--- start ---

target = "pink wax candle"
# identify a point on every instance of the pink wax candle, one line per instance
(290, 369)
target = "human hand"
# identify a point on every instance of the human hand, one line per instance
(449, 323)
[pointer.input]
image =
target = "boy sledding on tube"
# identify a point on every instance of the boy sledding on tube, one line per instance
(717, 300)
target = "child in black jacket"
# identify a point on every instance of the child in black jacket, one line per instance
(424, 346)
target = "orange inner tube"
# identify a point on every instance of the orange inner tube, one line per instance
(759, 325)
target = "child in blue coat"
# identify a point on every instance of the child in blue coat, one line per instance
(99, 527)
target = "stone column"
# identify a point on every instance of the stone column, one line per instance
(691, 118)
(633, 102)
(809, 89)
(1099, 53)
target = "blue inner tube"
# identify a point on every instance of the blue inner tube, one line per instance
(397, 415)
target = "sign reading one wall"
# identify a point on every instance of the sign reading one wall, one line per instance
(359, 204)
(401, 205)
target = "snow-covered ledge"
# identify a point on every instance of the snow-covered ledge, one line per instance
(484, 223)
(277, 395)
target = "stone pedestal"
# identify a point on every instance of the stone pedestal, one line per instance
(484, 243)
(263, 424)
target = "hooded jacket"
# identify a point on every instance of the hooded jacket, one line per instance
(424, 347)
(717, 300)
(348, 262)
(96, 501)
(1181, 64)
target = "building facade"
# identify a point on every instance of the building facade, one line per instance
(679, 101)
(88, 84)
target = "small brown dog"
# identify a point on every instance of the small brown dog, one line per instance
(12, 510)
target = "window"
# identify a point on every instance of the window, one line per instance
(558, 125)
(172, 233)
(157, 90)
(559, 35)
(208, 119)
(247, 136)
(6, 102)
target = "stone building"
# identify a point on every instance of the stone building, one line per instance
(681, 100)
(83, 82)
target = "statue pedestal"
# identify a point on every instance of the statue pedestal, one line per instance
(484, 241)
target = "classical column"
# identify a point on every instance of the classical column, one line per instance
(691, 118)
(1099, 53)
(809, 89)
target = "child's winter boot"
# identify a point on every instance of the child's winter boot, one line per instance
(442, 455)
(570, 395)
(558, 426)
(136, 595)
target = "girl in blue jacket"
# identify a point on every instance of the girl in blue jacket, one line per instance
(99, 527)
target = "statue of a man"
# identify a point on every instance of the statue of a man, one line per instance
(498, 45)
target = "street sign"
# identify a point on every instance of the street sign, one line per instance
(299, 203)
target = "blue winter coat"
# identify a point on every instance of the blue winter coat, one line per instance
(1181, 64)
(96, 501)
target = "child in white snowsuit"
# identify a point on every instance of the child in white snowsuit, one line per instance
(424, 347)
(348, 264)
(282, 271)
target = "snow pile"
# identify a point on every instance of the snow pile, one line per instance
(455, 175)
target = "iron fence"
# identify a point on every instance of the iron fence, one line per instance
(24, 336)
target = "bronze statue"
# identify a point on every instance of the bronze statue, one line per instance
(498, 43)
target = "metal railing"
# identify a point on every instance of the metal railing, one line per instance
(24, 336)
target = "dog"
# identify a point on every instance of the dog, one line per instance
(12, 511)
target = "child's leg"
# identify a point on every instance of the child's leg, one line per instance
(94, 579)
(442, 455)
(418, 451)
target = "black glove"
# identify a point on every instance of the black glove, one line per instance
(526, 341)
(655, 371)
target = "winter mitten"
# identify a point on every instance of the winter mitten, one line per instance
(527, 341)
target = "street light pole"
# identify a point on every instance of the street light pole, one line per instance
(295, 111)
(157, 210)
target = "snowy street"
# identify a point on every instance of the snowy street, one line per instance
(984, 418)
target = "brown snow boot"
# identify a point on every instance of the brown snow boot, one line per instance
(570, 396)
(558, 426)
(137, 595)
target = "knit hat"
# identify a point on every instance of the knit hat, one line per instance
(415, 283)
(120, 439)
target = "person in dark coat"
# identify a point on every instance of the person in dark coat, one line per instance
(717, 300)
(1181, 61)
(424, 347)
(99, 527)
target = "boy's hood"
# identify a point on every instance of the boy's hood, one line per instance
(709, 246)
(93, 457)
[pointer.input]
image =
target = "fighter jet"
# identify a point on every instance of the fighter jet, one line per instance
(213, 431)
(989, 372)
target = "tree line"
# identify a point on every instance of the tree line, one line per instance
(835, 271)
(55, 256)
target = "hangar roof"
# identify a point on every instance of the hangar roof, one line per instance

--- end ---

**STATED GOAL**
The records above are to be repeated exactly, in their entirety.

**EXERCISE ANSWER**
target = "pink wax candle"
# identify a point on every instance of the pink wax candle, one line per instance
(290, 369)
target = "human hand"
# identify a point on every instance of the human hand, one line per instance
(449, 323)
[pointer.input]
image =
target = "boy sledding on tube"
# identify a point on every instance of the boy sledding on tube, one line per instance
(717, 300)
target = "child in black jacket"
# identify a point on every instance of the child in black jacket, one line per instance
(424, 346)
target = "orange inner tube"
# identify a point on every instance of the orange inner tube, one line per instance
(759, 325)
target = "child in blue coat"
# identify a point on every instance of the child in blue coat, one line per instance
(99, 527)
target = "stone column"
# identify a point on every instance of the stone column, one line per instance
(691, 118)
(633, 102)
(809, 89)
(1099, 53)
target = "blue inner tube"
# identify a point on every instance of the blue inner tube, one line per instance
(397, 415)
target = "sign reading one wall"
# identify a point on every instance of the sign reading one wall, one line per instance
(359, 204)
(401, 205)
target = "snow-covered ledge"
# identify a point on every instance of the snow-covered ledge, one line per instance
(484, 223)
(277, 395)
target = "stone pedestal"
# identify a point on every instance of the stone pedestal, one line per instance
(484, 243)
(263, 424)
target = "hooded jacket"
# identify a point on every instance of the hooded jacket, one line per instance
(424, 347)
(717, 300)
(348, 262)
(96, 501)
(1181, 64)
target = "building facade"
# identify a point on every instance of the building facade, one line per instance
(679, 101)
(88, 84)
target = "small brown dog"
# identify a point on every instance of the small brown dog, one line per instance
(12, 510)
target = "window"
# identify a point on every instance of the window, one line per instance
(558, 125)
(172, 233)
(157, 90)
(559, 35)
(208, 119)
(247, 136)
(6, 102)
target = "stone building"
# identify a point on every instance of the stone building, one line per instance
(681, 100)
(83, 82)
target = "statue pedestal"
# identify a point on every instance of the statue pedestal, one line per instance
(484, 241)
target = "classical column"
# identify a point on every instance of the classical column, one line per instance
(691, 118)
(1099, 53)
(809, 89)
target = "child's winter boot"
# identify a point on every instance of the child's winter boot, one line per instance
(442, 455)
(570, 395)
(558, 426)
(136, 595)
target = "girl in blue jacket"
# identify a point on every instance of the girl in blue jacket, one line per instance
(99, 527)
target = "statue of a man"
# identify a point on every instance of the statue of a man, one line per instance
(498, 45)
target = "street sign"
# identify a point on every instance of the street sign, one line per instance
(299, 203)
target = "blue winter coat"
# identify a point on every instance of the blue winter coat, one line per instance
(1181, 64)
(96, 501)
target = "child in white snowsuit"
# identify a point on every instance of the child in white snowsuit, one line per instance
(424, 347)
(348, 264)
(282, 271)
target = "snow pile"
# identify a point on every instance of the snow pile, one line per instance
(455, 175)
target = "iron fence"
# identify a point on every instance of the iron fence, one line per instance
(24, 336)
target = "bronze statue"
# identify a point on every instance of the bronze statue, one line per instance
(498, 43)
target = "metal railing"
# identify a point on every instance of the metal railing, one line per instance
(24, 336)
target = "dog"
# identify a point on every instance of the dog, one line per instance
(12, 511)
target = "child's leg"
# identify a point on every instance of the child's leg, one line per instance
(94, 579)
(442, 455)
(418, 451)
target = "black glove"
# identify a point on every instance of the black glove, one line per instance
(526, 341)
(655, 371)
target = "winter mitten"
# identify a point on every instance of the winter mitten, one line per instance
(527, 341)
target = "street light pole"
# identify a point on every instance of the street light pole, one line per instance
(295, 111)
(157, 210)
target = "snowy street"
# identify a point on every instance of the snowy street, one line per instance
(984, 418)
target = "brown snow boot"
# identify a point on every instance of the brown snow boot, one line per instance
(570, 396)
(558, 426)
(137, 595)
target = "knit hat"
# identify a point on every instance of the knit hat, one line per instance
(415, 283)
(120, 439)
target = "person in dark coat"
# identify a point on every instance of the person in dark coat, one line per instance
(717, 300)
(1181, 61)
(424, 347)
(99, 527)
target = "boy's hood"
# identify a point on every instance of the boy's hood, one line per instance
(709, 246)
(93, 457)
[pointer.input]
image =
target = "fighter jet"
# identify a point on every instance of the fighter jet, one line per instance
(213, 431)
(989, 372)
target = "tree line"
# identify a point on every instance of the tree line, one line per instance
(835, 271)
(55, 256)
target = "hangar roof"
# identify a point on every instance of the hangar roof, one line per instance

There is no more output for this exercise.